-- START OF DATA --

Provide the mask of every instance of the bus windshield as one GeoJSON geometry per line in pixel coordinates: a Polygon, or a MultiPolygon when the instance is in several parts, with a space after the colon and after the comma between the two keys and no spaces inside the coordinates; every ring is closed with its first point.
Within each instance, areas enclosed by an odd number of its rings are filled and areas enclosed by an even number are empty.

-- END OF DATA --
-- START OF DATA --

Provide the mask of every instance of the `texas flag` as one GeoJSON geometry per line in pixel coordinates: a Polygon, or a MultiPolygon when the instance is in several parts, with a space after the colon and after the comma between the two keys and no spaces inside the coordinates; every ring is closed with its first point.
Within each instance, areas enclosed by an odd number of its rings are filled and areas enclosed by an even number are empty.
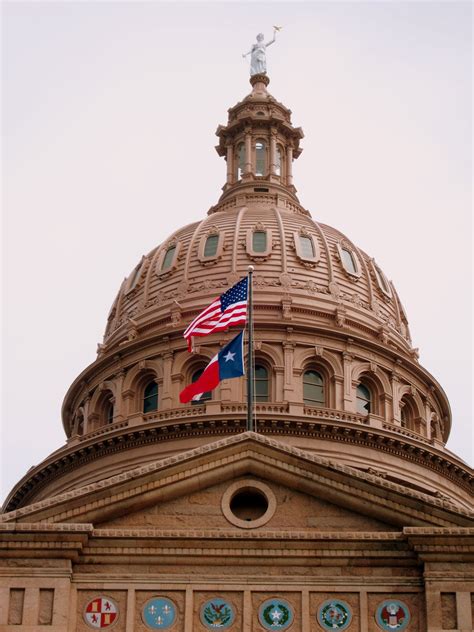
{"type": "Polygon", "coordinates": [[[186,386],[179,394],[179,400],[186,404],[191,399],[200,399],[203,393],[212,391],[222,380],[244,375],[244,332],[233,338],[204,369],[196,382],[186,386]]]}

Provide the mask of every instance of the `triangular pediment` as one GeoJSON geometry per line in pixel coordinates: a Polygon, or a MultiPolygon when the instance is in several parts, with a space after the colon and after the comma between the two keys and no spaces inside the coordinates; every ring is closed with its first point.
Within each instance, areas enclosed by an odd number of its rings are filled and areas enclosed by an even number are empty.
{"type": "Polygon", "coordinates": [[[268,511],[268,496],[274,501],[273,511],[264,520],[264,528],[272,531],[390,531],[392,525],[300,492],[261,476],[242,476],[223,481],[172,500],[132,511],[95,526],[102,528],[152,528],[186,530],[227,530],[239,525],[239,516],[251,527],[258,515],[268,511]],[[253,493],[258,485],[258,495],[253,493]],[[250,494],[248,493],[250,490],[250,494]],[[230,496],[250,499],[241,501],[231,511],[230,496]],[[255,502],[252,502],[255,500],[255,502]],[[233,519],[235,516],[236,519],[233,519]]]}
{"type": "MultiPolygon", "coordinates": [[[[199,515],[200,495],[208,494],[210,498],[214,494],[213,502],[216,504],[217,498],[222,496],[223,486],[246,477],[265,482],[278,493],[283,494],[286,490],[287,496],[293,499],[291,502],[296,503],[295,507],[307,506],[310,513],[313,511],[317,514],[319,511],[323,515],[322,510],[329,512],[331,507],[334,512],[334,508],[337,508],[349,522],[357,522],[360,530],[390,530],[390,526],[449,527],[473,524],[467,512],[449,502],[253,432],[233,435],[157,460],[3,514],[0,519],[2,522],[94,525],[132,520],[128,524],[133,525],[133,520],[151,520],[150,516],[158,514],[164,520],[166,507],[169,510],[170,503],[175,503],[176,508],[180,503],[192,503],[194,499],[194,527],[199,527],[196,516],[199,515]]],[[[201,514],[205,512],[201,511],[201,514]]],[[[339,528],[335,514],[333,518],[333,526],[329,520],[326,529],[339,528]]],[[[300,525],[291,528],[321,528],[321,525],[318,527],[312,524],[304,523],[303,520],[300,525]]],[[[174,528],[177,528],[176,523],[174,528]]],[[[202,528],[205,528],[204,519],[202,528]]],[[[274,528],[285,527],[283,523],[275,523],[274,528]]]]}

-- END OF DATA --

◆ WHAT TO WORK ON ◆
Select each line of the material above that contains the string "GeoJSON", and copy those lines.

◆ RESULT ◆
Provide the mask of every instance of the bus windshield as one GeoJSON geometry per line in pixel coordinates: a Polygon, or a MultiPolygon when the instance is in several parts, with a space after the colon and after the comma between the two keys and no spaces inside the coordinates; every ring is closed with its first point.
Provide the mask of every instance of the `texas flag` as one GeoJSON geometry per line in pixel coordinates: a Polygon, or a MultiPolygon when the instance is in several parts, with a space after the colon and after the comma between the two keys and no spaces inside the coordinates; every ring is closed with its first point.
Provide the mask of every instance of the `triangular pediment` as one GeoJSON geometry per line in pixel coordinates: a Polygon, or a MultiPolygon when the instance is in several parts, with a space after the colon and after the comma between the two keys and no spaces inside the coordinates; every ring is closed with its first point.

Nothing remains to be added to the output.